─── DATASET

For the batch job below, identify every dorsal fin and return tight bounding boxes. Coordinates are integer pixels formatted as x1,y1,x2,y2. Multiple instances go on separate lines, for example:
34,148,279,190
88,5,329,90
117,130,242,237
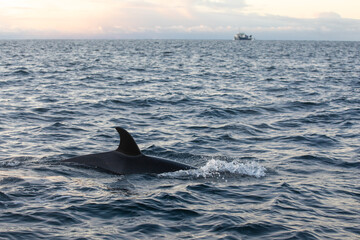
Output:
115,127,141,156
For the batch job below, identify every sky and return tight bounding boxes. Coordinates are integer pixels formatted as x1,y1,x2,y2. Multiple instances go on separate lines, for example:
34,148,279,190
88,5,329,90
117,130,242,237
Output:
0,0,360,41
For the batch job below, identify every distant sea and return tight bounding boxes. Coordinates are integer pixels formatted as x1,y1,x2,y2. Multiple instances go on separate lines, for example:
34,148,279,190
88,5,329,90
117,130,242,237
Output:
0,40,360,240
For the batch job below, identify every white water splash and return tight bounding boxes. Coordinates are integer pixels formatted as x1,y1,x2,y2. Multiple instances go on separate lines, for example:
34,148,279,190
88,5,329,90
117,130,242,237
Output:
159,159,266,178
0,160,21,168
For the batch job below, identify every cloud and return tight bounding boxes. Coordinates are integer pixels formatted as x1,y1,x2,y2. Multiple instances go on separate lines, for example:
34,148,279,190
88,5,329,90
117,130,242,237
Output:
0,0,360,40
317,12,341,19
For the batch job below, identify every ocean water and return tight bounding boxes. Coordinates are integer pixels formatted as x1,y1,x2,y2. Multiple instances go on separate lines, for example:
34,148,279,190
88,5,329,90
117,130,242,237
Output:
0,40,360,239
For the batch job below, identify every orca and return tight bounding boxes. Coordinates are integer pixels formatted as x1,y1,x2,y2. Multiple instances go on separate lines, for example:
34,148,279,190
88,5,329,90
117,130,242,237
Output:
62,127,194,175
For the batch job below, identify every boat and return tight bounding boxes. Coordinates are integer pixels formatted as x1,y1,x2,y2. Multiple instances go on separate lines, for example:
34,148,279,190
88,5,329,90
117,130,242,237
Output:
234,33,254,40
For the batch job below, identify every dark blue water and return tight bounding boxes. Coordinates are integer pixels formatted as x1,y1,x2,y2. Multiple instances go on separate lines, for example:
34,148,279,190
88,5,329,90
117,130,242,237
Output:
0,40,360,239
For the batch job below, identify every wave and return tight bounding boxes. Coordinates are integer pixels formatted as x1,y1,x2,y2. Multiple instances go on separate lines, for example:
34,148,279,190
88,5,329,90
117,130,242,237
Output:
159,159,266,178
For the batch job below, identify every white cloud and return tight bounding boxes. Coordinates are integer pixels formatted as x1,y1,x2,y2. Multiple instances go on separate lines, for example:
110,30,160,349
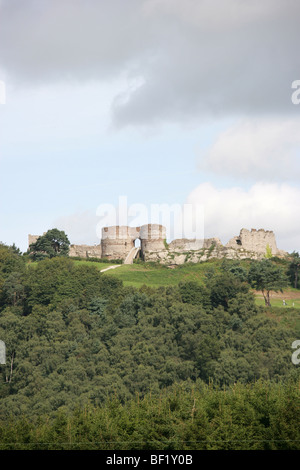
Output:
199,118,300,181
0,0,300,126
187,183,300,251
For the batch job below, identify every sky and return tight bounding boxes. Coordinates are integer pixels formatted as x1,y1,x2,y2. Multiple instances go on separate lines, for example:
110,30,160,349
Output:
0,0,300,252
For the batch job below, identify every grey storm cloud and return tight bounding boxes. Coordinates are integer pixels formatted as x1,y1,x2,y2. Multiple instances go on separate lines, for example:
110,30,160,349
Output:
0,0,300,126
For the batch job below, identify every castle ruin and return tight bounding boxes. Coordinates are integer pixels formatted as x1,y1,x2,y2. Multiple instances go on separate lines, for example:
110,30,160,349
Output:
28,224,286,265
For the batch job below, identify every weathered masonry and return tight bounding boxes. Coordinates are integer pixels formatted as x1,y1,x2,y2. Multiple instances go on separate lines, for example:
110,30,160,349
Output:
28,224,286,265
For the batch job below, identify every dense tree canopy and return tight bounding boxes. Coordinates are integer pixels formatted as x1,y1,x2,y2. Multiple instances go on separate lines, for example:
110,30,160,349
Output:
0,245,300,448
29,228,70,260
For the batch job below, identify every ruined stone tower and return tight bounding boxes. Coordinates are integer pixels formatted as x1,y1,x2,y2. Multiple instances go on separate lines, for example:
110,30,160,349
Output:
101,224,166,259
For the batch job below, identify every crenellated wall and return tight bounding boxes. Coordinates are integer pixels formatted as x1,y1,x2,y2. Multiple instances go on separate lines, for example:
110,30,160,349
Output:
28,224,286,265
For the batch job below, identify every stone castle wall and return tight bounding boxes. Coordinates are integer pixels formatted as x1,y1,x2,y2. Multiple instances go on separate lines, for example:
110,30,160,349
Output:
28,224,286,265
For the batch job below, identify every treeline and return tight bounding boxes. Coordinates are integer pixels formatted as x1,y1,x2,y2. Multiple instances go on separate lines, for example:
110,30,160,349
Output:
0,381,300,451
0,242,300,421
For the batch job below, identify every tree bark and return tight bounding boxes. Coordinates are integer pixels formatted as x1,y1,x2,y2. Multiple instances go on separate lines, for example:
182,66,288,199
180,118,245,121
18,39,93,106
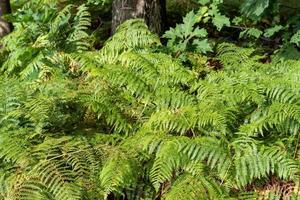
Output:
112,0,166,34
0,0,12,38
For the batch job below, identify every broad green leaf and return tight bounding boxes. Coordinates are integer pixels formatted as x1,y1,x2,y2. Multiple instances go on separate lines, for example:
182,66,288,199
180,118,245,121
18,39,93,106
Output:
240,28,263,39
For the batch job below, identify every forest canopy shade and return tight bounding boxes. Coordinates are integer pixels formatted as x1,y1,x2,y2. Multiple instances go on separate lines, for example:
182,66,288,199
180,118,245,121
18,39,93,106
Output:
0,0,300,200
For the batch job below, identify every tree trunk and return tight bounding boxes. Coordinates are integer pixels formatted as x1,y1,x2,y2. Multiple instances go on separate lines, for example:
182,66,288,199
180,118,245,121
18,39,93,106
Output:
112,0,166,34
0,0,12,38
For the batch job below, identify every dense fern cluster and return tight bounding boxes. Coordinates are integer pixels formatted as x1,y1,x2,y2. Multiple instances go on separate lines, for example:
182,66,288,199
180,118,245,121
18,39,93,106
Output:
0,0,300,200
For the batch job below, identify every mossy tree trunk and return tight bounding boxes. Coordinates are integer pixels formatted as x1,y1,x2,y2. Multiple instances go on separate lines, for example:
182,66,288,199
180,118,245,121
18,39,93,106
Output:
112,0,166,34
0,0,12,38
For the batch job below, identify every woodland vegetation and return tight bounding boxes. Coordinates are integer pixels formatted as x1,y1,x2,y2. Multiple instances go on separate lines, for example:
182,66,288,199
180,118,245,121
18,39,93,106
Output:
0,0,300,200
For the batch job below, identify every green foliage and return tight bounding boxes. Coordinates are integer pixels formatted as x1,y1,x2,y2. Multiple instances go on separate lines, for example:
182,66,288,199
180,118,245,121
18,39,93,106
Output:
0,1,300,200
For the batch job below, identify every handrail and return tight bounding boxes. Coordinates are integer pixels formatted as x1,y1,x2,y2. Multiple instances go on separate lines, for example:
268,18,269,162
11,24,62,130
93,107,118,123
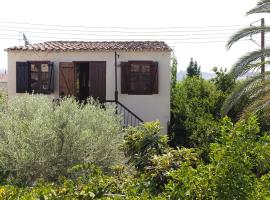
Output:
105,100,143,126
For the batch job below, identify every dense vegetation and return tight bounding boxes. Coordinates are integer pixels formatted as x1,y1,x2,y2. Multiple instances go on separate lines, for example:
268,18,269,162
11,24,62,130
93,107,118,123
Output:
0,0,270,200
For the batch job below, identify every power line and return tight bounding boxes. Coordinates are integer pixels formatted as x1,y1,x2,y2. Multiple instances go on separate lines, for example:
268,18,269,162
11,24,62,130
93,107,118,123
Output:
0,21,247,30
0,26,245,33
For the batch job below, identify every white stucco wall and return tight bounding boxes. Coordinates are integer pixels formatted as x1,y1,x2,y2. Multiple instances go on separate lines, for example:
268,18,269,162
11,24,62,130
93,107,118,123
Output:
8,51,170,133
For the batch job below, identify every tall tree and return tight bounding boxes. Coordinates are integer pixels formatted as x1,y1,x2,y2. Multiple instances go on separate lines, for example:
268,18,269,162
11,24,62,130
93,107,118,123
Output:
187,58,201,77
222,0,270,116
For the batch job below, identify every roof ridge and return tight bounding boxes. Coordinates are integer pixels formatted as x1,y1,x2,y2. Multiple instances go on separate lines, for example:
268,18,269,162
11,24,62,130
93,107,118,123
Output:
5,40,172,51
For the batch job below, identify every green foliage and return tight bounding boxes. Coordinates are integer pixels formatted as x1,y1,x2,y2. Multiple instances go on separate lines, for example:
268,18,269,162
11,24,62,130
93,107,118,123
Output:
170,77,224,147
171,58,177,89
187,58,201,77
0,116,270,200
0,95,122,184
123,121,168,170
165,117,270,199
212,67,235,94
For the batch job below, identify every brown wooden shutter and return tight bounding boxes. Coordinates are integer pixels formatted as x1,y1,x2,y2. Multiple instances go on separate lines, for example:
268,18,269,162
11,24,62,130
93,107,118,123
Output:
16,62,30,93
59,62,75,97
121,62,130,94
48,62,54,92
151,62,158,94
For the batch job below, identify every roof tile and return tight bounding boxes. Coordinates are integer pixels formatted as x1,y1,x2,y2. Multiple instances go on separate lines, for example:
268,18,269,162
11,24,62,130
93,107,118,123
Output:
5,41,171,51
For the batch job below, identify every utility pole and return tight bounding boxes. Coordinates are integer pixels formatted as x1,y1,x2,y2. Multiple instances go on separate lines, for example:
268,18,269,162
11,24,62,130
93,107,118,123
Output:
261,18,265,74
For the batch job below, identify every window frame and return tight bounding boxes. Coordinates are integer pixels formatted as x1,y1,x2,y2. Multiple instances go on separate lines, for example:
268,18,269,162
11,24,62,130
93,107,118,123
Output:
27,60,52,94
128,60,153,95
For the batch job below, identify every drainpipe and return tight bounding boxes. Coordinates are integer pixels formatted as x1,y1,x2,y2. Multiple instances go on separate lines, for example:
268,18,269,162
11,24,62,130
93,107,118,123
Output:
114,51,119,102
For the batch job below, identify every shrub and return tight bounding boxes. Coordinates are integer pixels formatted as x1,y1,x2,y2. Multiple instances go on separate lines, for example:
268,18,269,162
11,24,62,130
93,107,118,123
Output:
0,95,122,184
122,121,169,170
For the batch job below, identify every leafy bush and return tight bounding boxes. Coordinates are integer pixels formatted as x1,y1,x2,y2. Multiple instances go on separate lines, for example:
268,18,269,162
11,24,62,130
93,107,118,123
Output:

──────

### AIM:
Starting at the line containing "For the batch job below, identify every woodland" and stopping after the line containing "105,100,143,126", rewrite those lines with "handrail" swapped for "stair railing" and nothing else changed. Leave the pictures out of your answer.

### RESULT OF THE EXERCISE:
For the batch job below, identify every woodland vegetation and return tight bounding boxes. Coordinates are integer pixels formatted as x1,y1,x2,y2. Multiple instances go on separate lines, for example:
182,66,288,199
180,118,245,121
18,39,93,106
Output:
0,0,300,200
For the batch job below, identify every green foliage and return tight bounding boxes. Coordinates are integer pixels formatted as x1,y1,x2,y2. Multiple instances go on separate lines, for example:
182,66,288,199
180,118,245,121
18,39,93,106
Output:
0,1,300,200
For the batch job below, identify every stair railing and return tight bounding boxes. Coordinates are integer pixels formatted as x1,y1,x2,y2. Multiple instances go on separate lines, for example:
268,18,269,162
11,24,62,130
93,107,118,123
Output:
105,100,143,126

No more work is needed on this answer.